-- WHAT IS EXPECTED --
The records appear below. Set down exactly each line from the one that contains "Objective — one dot on each instance of the monkey's fingers" through the last, both included.

Start of LISTED RECORDS

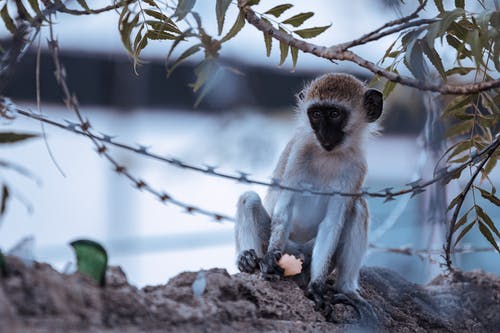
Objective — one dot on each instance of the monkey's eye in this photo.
(334, 114)
(316, 114)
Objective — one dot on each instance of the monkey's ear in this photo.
(300, 95)
(373, 102)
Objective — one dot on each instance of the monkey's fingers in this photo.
(248, 261)
(364, 310)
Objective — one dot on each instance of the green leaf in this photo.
(125, 27)
(460, 148)
(312, 32)
(152, 3)
(490, 165)
(208, 86)
(295, 56)
(160, 16)
(389, 86)
(283, 51)
(389, 51)
(434, 58)
(183, 8)
(460, 128)
(221, 7)
(203, 72)
(487, 234)
(236, 28)
(140, 42)
(5, 198)
(179, 38)
(11, 137)
(160, 35)
(454, 202)
(278, 10)
(186, 54)
(9, 24)
(461, 222)
(448, 18)
(487, 220)
(490, 196)
(414, 59)
(496, 53)
(464, 232)
(476, 48)
(3, 265)
(268, 40)
(439, 5)
(299, 19)
(91, 258)
(23, 12)
(458, 103)
(163, 26)
(83, 4)
(36, 8)
(459, 71)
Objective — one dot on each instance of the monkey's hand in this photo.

End of LISTED RECORDS

-- ANSWER TO THE PROBLEM --
Objective — one dot on each instance of the monkey's fingers in this photo.
(248, 261)
(364, 310)
Objective — one dot on each instance of the green leaf in this photo.
(125, 27)
(460, 148)
(312, 32)
(152, 3)
(490, 165)
(208, 86)
(295, 56)
(160, 16)
(389, 86)
(283, 51)
(389, 51)
(434, 58)
(183, 8)
(460, 128)
(221, 7)
(203, 72)
(487, 234)
(236, 28)
(140, 42)
(5, 198)
(179, 38)
(11, 137)
(160, 35)
(454, 202)
(278, 10)
(186, 54)
(9, 24)
(461, 222)
(448, 18)
(487, 220)
(490, 196)
(414, 59)
(496, 53)
(464, 232)
(476, 48)
(3, 265)
(268, 40)
(439, 5)
(299, 19)
(91, 258)
(23, 12)
(458, 103)
(163, 26)
(83, 4)
(36, 8)
(459, 71)
Objective — one dot on each instance of the monkey's hand in this photo.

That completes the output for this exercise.